What needs to be done: Reproduce the part that runs from the start of the rows through the line containing "M 626 236 L", substituting "line segments" for "straight edges" and leaving everything else unchanged.

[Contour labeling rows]
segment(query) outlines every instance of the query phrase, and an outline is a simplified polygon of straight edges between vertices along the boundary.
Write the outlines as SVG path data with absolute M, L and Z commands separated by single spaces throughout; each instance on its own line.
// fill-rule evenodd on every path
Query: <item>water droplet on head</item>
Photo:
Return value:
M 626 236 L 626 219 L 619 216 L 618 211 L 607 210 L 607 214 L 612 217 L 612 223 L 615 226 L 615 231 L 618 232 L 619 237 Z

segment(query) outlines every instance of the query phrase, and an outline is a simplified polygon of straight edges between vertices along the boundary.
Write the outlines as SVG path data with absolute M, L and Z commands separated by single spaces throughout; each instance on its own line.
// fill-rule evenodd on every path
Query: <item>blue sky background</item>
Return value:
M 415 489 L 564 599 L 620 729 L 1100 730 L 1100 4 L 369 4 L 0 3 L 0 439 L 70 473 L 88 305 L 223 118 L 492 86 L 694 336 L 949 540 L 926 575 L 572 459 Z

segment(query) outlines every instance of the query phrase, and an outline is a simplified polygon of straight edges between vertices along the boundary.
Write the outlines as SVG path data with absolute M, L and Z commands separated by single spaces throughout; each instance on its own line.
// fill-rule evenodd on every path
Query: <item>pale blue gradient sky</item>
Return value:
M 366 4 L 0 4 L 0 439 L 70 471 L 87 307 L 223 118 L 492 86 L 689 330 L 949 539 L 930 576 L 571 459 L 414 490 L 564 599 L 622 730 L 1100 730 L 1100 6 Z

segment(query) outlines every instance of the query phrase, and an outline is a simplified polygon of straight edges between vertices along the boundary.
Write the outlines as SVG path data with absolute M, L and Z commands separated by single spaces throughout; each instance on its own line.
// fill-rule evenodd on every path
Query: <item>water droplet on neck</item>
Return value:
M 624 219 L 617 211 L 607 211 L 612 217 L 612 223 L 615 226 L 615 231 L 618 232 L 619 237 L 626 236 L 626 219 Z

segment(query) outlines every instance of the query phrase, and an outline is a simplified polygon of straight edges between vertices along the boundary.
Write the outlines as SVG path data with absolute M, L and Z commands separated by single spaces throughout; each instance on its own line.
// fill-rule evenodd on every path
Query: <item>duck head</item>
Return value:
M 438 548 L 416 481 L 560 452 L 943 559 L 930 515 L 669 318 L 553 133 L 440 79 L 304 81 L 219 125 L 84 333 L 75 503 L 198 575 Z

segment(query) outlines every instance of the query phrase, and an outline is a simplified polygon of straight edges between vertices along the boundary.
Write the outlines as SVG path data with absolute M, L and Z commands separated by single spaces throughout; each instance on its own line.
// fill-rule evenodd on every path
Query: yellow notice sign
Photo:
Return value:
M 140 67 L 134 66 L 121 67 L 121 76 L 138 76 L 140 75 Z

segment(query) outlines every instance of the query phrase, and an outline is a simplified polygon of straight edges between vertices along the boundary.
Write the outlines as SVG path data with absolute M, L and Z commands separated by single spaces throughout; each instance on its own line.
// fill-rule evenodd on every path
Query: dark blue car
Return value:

Solution for this exercise:
segment(query) outlines every instance of the query phrase, and an outline is a simplified polygon of line segments between vertices along the boundary.
Write the outlines as SVG path data with absolute M, L and Z commands separated by single spaces throughout; each instance on its own line.
// fill-rule evenodd on every path
Query: <item>water droplet on head</item>
Photo:
Return value:
M 626 236 L 626 219 L 619 216 L 618 211 L 607 210 L 607 214 L 612 217 L 612 223 L 615 226 L 615 231 L 618 232 L 619 237 Z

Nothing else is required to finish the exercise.